# EXERCISE AIM
Put every one of the items below into a numbered list, leaving out any blank lines.

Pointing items
— Begin —

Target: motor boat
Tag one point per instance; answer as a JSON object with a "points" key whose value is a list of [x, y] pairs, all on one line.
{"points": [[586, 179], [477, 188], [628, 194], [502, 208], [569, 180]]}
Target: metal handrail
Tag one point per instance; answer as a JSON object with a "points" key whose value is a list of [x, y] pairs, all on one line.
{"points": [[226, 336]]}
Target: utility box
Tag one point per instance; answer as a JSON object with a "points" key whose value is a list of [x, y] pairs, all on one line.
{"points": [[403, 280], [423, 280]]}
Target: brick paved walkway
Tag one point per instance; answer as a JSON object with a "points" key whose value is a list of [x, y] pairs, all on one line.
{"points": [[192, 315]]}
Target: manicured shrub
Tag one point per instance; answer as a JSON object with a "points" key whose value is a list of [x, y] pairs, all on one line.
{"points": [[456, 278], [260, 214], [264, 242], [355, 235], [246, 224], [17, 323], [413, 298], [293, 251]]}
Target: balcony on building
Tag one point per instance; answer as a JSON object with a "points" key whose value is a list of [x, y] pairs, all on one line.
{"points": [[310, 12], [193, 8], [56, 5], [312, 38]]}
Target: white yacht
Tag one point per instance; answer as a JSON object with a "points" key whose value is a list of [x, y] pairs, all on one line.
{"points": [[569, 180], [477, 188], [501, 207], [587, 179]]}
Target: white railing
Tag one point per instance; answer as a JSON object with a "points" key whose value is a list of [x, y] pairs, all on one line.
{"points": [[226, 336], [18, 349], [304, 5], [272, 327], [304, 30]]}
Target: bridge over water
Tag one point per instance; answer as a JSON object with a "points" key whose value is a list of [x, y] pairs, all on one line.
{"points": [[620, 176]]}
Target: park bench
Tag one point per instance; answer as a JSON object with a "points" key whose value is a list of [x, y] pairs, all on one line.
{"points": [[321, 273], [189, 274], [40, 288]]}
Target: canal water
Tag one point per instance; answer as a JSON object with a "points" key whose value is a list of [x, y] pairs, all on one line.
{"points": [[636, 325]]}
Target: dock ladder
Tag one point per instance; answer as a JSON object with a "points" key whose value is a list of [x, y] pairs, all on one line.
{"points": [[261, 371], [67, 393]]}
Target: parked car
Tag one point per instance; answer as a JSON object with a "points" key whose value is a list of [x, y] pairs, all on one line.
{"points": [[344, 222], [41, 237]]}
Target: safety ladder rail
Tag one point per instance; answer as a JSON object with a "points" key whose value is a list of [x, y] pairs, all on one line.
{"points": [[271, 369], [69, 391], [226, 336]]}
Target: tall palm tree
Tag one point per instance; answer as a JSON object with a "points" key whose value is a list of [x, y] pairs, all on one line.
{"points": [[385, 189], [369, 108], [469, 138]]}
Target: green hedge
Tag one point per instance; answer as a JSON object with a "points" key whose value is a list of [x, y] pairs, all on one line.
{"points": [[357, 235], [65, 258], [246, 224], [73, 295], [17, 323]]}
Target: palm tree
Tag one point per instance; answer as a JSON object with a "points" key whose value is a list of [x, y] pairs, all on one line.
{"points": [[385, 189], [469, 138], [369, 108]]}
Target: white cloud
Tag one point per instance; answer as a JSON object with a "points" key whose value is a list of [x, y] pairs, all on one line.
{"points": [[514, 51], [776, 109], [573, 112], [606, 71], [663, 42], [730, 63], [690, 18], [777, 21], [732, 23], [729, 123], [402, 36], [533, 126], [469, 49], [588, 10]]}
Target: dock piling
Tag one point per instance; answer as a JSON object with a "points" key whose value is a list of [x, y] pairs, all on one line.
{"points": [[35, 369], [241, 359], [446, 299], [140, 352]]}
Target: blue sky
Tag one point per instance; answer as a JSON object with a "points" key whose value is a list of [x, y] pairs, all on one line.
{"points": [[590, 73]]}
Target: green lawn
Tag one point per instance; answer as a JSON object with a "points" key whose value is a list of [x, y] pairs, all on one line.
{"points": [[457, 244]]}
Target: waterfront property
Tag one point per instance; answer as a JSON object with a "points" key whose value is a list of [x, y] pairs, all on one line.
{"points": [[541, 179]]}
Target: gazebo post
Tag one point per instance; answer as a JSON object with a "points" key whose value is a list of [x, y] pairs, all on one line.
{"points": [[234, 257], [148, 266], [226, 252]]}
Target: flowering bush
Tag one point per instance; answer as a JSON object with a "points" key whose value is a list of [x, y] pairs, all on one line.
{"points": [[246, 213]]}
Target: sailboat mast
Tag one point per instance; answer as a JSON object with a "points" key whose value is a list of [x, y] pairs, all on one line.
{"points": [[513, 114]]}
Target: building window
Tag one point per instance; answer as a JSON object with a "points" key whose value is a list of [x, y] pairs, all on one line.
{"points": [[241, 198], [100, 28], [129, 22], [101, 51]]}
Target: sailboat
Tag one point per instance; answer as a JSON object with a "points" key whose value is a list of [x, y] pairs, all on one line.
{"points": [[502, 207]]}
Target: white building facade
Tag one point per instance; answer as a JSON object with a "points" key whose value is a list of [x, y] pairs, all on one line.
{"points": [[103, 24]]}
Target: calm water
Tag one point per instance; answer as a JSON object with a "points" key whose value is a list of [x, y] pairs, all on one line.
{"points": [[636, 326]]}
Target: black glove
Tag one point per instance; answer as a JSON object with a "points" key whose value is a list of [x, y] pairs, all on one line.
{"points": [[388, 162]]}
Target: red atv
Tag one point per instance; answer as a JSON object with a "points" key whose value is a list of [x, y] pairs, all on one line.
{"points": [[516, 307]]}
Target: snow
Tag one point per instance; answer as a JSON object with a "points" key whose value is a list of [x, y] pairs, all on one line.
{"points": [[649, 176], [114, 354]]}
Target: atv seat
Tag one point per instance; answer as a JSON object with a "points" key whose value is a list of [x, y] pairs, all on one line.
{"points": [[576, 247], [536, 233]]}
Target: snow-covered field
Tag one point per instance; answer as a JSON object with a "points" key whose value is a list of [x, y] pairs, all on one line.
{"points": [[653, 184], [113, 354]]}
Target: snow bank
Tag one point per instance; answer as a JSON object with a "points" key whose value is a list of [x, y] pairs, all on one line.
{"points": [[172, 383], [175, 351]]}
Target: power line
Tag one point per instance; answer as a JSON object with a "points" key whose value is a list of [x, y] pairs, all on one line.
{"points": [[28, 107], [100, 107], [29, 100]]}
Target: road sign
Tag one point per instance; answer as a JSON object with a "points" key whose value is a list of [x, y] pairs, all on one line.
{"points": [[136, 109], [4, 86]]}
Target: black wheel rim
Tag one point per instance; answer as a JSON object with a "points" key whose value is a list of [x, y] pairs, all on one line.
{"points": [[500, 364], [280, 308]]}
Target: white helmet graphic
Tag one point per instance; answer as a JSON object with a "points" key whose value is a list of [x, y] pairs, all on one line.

— End —

# FULL SOLUTION
1. Target: motor boat
2. Tag one point per instance; answer as a JSON object with a "points" key whose value is a list of [x, y] pairs, all on one line.
3. {"points": [[586, 179], [477, 188], [628, 194], [502, 208], [569, 180]]}
4. Target: metal handrail
5. Tag one point per instance; answer as a JSON object with a "points" key whose value is a list of [x, y] pairs, all on one line.
6. {"points": [[226, 336]]}
7. Target: utility box
8. Tag one point per instance; answer as a JSON object with a "points" key whose value is a list of [x, y] pairs, all on one line.
9. {"points": [[403, 280], [423, 280]]}
10. Target: brick paved walkway
11. Tag one point per instance; answer as a JSON object with a "points" key whose value is a list of [x, y] pairs, all on one line.
12. {"points": [[192, 315]]}
13. Target: manicured shrub
14. Tag one point per instance; answer as a JSON object with a "points" key whose value is a list of [x, y] pairs, all on one line.
15. {"points": [[456, 278], [260, 214], [264, 242], [355, 235], [246, 224], [17, 323], [413, 298], [293, 251]]}
16. Target: balcony on building
17. Tag one point per instance; answer as a JSON object with a "points" key whose value is a list of [x, y] pairs, all on one line.
18. {"points": [[310, 12], [193, 8], [56, 5], [312, 38]]}
19. Target: white yacht
20. Tag one point per instance; answer as a JSON object with a "points" key whose value is a list of [x, y] pairs, all on one line.
21. {"points": [[569, 180], [477, 188], [501, 207], [587, 179]]}
22. Target: white railing
23. Tag one point per instance; answer as a JSON object with a "points" key whose value is a list of [x, y] pairs, all on one line.
24. {"points": [[226, 336], [18, 349], [304, 5], [272, 327], [304, 30]]}
25. Target: bridge over water
26. Tag one point per instance; answer as a JSON object with a "points" key whose value is a list of [x, y] pairs, all on one line.
27. {"points": [[620, 176]]}
28. Target: park bench
29. Tag one point per instance; answer as a JSON object with a "points" key whose value is a list of [x, y] pairs, all on one line.
30. {"points": [[321, 273], [189, 274], [40, 288]]}
31. Target: canal water
32. Tag one point per instance; answer as a JSON object with a "points" key whose value is a list of [x, y] pairs, all on one line.
33. {"points": [[636, 325]]}
34. Target: dock ladder
35. Tag one point per instance; answer as a JSON object with a "points" key whose value is a list of [x, y] pairs, all on one line.
36. {"points": [[261, 371], [67, 393]]}
37. Target: parked car
38. Tag one point per instance; answer as a JSON object with a "points" key whose value is a list of [x, y] pairs, all on one line.
39. {"points": [[344, 222], [41, 237]]}
40. Target: safety ladder rail
41. Tag one point per instance; answer as a JSON object with a "points" key whose value is a list of [x, y] pairs, all on one line.
42. {"points": [[271, 369], [69, 391], [226, 336]]}
43. Target: tall palm tree
44. Tag one point per instance; answer as a JSON object with a "points" key whose value is a list of [x, y] pairs, all on one line.
45. {"points": [[385, 189], [369, 108], [469, 138]]}
46. Target: green hedge
47. Tag one point per instance; answer as a JSON object with a "points" key whose value is a list of [x, y] pairs, all on one line.
48. {"points": [[357, 235], [65, 258], [246, 224], [73, 295], [17, 323]]}
49. Target: palm tree
50. Tag one point per instance; answer as a JSON object with a "points" key whose value is a list of [x, y] pairs, all on one line.
51. {"points": [[385, 189], [469, 138], [369, 108]]}
52. Target: white cloud
53. Tag one point per instance; answer as a JSON object with a "points" key whose value is a list of [x, y] pairs, all on one line.
54. {"points": [[514, 51], [776, 109], [573, 112], [606, 71], [663, 42], [730, 63], [690, 18], [777, 21], [732, 23], [729, 123], [402, 36], [533, 126], [469, 49], [588, 10]]}
55. Target: dock piling
56. Tag one point per instance; answer as a JSON object with a "points" key whose value is a list of [x, y] pairs, all on one line.
57. {"points": [[35, 369], [241, 359], [446, 299], [140, 352]]}
58. Target: blue sky
59. Tag one point per instance; answer as a JSON object with a "points" key whose value is a list of [x, y] pairs, all on one line.
60. {"points": [[590, 73]]}
61. Target: green lawn
62. Tag one point per instance; answer as a JSON object with a "points" key whose value is a list of [x, y] pairs, all on one line.
63. {"points": [[457, 244]]}
64. Target: waterfront property
65. Tag one point per instance; answer as a JSON object with a "points" key whose value is a list of [x, y] pairs, all on one line.
66. {"points": [[541, 179]]}
67. Target: gazebo post
68. Tag one point per instance; answer as a JSON object with a "points" key whose value is a list of [x, y] pairs, all on one line.
69. {"points": [[234, 257], [148, 266], [226, 252]]}
70. Target: flowering bush
71. Tag one point per instance; answer as a JSON object with a "points" key whose value is a list of [x, y] pairs, all on one line.
72. {"points": [[246, 213]]}
73. Target: sailboat mast
74. Tag one point per instance; answer as a JSON object with a "points" key whose value is a list of [x, y] pairs, all on one line.
75. {"points": [[513, 114]]}
76. Target: building window
77. Tag one point per instance; answer as a JSON object with a "points" key whose value is a list of [x, y] pairs, all on one line.
78. {"points": [[241, 198], [100, 28], [129, 22], [101, 51]]}
79. Target: sailboat
80. Tag one point per instance; answer as a JSON object with a "points" key whose value is a list of [x, y] pairs, all on one line.
81. {"points": [[502, 207]]}
82. Target: white building facade
83. Tag one point per instance; answer as a JSON object with a "points" key whose value is a list of [x, y] pairs, all on one line.
84. {"points": [[103, 24]]}
85. Target: calm water
86. Tag one point per instance; answer as a JSON object with a "points" key whose value is a list of [x, y] pairs, all on one line.
87. {"points": [[636, 326]]}
88. Target: black glove
89. Tag one point per instance; answer as a JSON object with a "points" key whose value is a list of [x, y] pairs, all on one line.
90. {"points": [[388, 162]]}
91. Target: red atv
92. Tag one point per instance; answer as a JSON object with a "points" key whose value is a list of [x, y] pairs, all on one line.
93. {"points": [[516, 307]]}
94. Target: snow
95. Tag one point per instance; answer as a JSON object with a "points" key whose value is a list of [x, y] pairs, all on one line.
96. {"points": [[649, 176], [114, 354]]}
97. Target: atv seat
98. Tag one point per instance; answer as a JSON object with a "points" key whose value is a list of [x, y] pairs, all on one line.
99. {"points": [[576, 247], [536, 233]]}
100. Target: snow-covered field
101. Tag one point per instance; answer as a JSON object with a "points" key whose value is a list of [x, y] pairs, all on one line.
102. {"points": [[653, 184], [113, 354]]}
103. Target: snow bank
104. Tag one point per instance; answer as a JSON object with a "points" key whose value is a list of [x, y] pairs, all on one line.
105. {"points": [[172, 383], [175, 351]]}
106. Target: power line
107. Tag one point per instance; answer as a JSON object with a "points" key whose value is a list of [x, y] pairs, all on one line.
108. {"points": [[28, 107], [100, 107], [29, 100]]}
109. Target: road sign
110. Tag one point per instance; answer as a JSON object with a "points" key whose value is a list of [x, y] pairs, all on one line.
111. {"points": [[136, 109], [4, 86]]}
112. Target: black wheel rim
113. Tag one point per instance; answer as a JSON object with a "points" key whose value is a list of [x, y] pairs, all on one line.
114. {"points": [[500, 364], [280, 308]]}
115. Target: white helmet graphic
116. Tag one point per instance; answer as a JSON object with a "points" key whose value is a list of [x, y] pairs, all on one line.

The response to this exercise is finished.